◆ **Challenge**
Switch "corner" to "door" in everything from the start of the records down to the line containing "M 18 140 L 0", and give those lines back with nothing else changed. Leave the pictures out of your answer.

(Rows from a segmentation dataset)
=-=-=

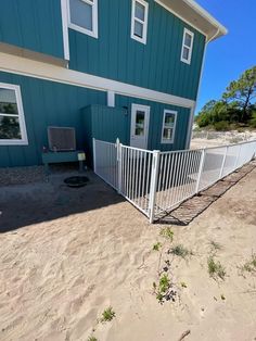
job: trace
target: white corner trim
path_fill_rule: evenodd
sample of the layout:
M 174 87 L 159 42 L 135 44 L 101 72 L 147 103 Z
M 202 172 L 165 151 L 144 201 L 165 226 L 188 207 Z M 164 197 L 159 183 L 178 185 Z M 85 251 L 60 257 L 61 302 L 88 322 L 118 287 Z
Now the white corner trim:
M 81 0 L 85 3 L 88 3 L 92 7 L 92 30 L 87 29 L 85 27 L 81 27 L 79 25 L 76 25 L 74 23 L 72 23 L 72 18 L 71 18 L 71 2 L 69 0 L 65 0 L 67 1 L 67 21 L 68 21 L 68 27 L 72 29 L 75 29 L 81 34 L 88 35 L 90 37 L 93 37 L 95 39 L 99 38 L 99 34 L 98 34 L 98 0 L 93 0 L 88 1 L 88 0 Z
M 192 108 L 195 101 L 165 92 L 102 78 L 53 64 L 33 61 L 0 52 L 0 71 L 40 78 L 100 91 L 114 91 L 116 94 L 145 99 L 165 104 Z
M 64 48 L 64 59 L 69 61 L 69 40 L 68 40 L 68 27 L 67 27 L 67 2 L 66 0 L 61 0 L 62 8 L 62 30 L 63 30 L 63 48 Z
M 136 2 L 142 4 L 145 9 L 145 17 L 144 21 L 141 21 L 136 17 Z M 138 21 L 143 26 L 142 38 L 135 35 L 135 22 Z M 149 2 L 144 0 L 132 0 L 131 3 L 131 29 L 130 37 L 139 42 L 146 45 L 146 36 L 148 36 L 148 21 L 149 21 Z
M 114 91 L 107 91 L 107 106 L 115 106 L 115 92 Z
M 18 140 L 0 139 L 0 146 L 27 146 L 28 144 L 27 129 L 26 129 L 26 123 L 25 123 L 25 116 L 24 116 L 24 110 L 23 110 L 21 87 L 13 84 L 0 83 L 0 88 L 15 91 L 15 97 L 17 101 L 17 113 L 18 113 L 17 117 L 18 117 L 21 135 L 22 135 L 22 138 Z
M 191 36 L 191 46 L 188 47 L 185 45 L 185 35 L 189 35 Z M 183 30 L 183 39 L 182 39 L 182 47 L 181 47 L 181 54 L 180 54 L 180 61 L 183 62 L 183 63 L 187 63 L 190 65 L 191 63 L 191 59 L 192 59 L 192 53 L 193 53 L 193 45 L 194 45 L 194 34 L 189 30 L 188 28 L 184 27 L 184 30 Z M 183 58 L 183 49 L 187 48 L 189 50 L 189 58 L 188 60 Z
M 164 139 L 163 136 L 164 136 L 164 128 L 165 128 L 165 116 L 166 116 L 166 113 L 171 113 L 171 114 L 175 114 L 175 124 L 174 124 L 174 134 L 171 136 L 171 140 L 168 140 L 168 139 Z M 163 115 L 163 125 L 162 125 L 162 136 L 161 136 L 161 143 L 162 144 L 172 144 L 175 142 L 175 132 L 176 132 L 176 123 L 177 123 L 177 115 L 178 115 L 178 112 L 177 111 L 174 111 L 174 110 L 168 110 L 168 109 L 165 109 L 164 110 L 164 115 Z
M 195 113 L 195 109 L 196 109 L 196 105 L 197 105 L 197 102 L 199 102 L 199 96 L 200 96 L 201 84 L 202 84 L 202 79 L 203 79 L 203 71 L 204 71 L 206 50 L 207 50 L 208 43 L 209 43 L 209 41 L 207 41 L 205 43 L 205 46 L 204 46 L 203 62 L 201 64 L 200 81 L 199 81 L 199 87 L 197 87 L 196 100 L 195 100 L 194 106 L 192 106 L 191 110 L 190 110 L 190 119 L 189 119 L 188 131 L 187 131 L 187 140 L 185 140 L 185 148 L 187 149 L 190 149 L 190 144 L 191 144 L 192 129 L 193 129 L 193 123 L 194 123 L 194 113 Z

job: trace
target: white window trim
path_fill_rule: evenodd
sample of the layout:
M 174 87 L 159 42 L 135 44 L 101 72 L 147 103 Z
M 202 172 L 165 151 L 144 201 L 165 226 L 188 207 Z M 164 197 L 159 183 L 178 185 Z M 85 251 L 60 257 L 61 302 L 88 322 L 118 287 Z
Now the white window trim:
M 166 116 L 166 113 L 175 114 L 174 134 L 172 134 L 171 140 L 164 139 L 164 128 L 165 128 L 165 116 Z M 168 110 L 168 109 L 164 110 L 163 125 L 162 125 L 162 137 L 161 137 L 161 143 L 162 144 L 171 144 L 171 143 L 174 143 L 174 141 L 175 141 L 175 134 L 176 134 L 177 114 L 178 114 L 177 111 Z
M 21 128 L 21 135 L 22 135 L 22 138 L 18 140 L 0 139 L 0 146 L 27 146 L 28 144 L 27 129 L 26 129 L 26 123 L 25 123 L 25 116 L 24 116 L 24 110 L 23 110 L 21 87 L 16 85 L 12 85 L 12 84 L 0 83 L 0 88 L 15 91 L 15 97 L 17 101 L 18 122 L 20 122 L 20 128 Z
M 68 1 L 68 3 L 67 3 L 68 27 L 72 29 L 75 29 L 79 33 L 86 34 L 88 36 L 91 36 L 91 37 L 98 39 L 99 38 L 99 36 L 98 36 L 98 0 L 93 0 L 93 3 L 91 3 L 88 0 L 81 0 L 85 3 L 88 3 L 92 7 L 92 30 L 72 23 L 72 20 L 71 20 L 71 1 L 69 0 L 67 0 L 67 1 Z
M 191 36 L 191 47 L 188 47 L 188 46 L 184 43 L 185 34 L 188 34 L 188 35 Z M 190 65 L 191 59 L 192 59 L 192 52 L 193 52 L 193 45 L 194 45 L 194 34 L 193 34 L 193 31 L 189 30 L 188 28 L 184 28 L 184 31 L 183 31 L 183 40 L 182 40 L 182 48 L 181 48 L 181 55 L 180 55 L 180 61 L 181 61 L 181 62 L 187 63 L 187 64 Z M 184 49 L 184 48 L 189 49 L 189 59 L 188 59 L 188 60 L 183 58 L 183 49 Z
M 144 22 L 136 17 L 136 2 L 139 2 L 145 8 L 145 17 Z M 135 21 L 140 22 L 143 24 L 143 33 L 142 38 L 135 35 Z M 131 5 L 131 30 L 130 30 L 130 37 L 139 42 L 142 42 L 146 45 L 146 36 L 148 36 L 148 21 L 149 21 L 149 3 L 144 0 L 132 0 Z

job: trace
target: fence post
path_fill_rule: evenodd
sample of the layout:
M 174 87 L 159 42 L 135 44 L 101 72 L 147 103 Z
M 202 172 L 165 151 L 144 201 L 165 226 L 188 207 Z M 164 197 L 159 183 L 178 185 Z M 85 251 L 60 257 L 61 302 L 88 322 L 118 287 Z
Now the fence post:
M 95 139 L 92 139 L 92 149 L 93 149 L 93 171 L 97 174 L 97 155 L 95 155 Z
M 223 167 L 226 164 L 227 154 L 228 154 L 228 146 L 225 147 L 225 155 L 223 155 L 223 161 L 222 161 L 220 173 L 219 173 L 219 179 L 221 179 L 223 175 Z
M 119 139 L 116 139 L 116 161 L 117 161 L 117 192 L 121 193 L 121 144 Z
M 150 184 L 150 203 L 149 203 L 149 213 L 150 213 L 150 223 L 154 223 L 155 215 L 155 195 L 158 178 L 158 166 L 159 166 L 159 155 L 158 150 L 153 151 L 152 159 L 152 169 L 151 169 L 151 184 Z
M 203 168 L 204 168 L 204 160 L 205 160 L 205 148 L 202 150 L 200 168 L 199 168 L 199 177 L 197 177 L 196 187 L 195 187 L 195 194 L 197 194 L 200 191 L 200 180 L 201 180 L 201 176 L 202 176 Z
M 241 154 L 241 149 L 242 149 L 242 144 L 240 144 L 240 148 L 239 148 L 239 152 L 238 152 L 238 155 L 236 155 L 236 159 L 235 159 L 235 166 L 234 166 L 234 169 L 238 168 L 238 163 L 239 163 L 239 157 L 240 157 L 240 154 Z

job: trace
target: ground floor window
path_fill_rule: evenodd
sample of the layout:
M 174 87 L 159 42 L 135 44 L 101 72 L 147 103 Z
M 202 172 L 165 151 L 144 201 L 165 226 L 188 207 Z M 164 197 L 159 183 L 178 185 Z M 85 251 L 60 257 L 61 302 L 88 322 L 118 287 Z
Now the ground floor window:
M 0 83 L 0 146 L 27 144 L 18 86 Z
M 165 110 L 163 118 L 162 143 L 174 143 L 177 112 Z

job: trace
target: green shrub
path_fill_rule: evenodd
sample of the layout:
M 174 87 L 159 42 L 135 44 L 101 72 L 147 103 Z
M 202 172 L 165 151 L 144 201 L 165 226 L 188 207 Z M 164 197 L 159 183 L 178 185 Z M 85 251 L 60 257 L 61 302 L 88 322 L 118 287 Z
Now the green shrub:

=-=-=

◆ **Exercise answer**
job: trace
target: white door trim
path_fill_rule: evenodd
sample of the layout:
M 174 87 L 159 42 L 135 44 L 101 72 L 147 103 Z
M 202 172 L 165 151 L 144 201 L 165 226 L 188 207 Z M 164 197 L 159 183 L 178 185 Z M 85 251 L 60 257 L 61 302 L 88 322 L 118 287 Z
Now the white door trim:
M 81 0 L 85 3 L 88 3 L 92 7 L 92 30 L 87 29 L 85 27 L 81 27 L 79 25 L 76 25 L 74 23 L 72 23 L 72 18 L 71 18 L 71 2 L 69 0 L 65 0 L 67 1 L 67 21 L 68 21 L 68 27 L 72 29 L 75 29 L 81 34 L 88 35 L 90 37 L 93 37 L 95 39 L 99 38 L 99 34 L 98 34 L 98 0 L 93 0 L 88 1 L 88 0 Z
M 192 108 L 195 101 L 165 92 L 102 78 L 53 64 L 33 61 L 0 52 L 0 71 L 40 78 L 100 91 L 114 91 L 116 94 L 145 99 L 165 104 Z
M 64 48 L 64 59 L 69 61 L 69 40 L 68 40 L 68 27 L 67 27 L 67 2 L 66 0 L 61 0 L 62 8 L 62 30 L 63 30 L 63 48 Z
M 136 2 L 142 4 L 145 9 L 145 17 L 144 21 L 141 21 L 136 17 Z M 138 21 L 143 26 L 142 38 L 135 35 L 135 22 Z M 149 2 L 144 0 L 132 0 L 131 3 L 131 29 L 130 37 L 139 42 L 146 45 L 146 36 L 148 36 L 148 21 L 149 21 Z
M 114 91 L 107 91 L 107 106 L 115 106 L 115 92 Z
M 18 140 L 0 139 L 0 146 L 27 146 L 28 144 L 27 129 L 26 129 L 26 123 L 25 123 L 25 116 L 24 116 L 24 110 L 23 110 L 21 87 L 13 84 L 0 83 L 0 88 L 15 91 L 15 97 L 17 101 L 17 113 L 18 113 L 17 117 L 18 117 L 21 135 L 22 135 L 22 138 Z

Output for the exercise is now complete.